DOCUMENT TEXT:
————————

Back to suffering. Although I wasn’t raised to ask ‘why me’?… I did ask my grandmother why is the world such a bad place? And she said, “You’ll make yourself crazy thinking about it. No point. You’re cutting those beans too big”. Thank you to the lady who grew up with war. I guess when Japanese soldiers machete infants in front of you, you don’t have the time to contemplate senseless violence. So I try again “I can’t handle the suffering”. Are you ready? She says “You’re sensitive, it’s from growing up without anyone to talk to, too much time alone. You are not given suffering that you cannot endure. The Lord is testing you”. This is probably the most comforting thing that anyone has ever said to me, take the religious connotations as you wish, I really like this idea of being made to suffer to your limitations.

————————

RECORDS PROVIDED:
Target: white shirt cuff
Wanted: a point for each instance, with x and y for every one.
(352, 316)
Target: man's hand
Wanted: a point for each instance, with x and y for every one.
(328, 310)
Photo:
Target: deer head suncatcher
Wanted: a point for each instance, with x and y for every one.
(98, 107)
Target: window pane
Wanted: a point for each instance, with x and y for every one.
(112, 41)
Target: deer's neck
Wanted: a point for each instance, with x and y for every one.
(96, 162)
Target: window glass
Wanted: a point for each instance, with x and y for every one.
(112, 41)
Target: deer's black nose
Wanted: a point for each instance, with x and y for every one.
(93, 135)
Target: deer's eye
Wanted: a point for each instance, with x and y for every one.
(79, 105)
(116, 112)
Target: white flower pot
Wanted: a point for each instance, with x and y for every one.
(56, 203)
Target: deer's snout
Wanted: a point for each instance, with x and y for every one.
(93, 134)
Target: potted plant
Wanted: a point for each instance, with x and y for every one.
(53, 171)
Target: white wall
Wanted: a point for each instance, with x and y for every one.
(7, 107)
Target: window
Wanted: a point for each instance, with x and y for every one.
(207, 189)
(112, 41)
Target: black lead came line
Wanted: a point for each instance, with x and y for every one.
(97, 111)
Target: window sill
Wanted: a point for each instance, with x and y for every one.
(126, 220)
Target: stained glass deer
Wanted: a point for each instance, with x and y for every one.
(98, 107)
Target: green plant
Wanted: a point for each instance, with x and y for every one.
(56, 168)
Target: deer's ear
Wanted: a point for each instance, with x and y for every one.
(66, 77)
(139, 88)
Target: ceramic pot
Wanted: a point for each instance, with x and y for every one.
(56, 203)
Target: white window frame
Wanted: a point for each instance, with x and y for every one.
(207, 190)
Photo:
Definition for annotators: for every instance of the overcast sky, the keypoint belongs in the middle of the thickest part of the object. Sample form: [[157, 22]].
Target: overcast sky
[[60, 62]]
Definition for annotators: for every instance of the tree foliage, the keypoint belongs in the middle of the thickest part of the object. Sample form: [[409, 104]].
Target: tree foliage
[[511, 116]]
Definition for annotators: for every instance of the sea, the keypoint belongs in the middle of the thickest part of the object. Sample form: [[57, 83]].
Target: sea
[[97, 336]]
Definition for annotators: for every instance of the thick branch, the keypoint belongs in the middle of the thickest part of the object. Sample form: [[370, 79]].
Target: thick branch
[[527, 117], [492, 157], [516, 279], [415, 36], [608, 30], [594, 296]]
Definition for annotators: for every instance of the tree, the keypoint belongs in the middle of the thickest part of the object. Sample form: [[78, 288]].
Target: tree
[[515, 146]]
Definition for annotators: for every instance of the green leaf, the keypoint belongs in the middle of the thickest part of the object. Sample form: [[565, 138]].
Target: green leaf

————————

TASKS TO PERFORM:
- a) Answer these from the passage on suffering:
(i) What did the grandmother say was being cut too big?
(ii) Whose soldiers does the passage mention?
(iii) According to the grandmother, who is testing the writer?
- b) Please quote the passage on suffering from "Back to suffering." up to and including "to your limitations.".
You won't need the records for this.

ANSWERS FOR THIS EXERCISE:
- a)
(i) Beans.
(ii) Japanese soldiers.
(iii) The Lord.

- b)
Back to suffering. Although I wasn’t raised to ask ‘why me’?… I did ask my grandmother why is the world such a bad place? And she said, “You’ll make yourself crazy thinking about it. No point. You’re cutting those beans too big”. Thank you to the lady who grew up with war. I guess when Japanese soldiers machete infants in front of you, you don’t have the time to contemplate senseless violence. So I try again “I can’t handle the suffering”. Are you ready? She says “You’re sensitive, it’s from growing up without anyone to talk to, too much time alone. You are not given suffering that you cannot endure. The Lord is testing you”. This is probably the most comforting thing that anyone has ever said to me, take the religious connotations as you wish, I really like this idea of being made to suffer to your limitations.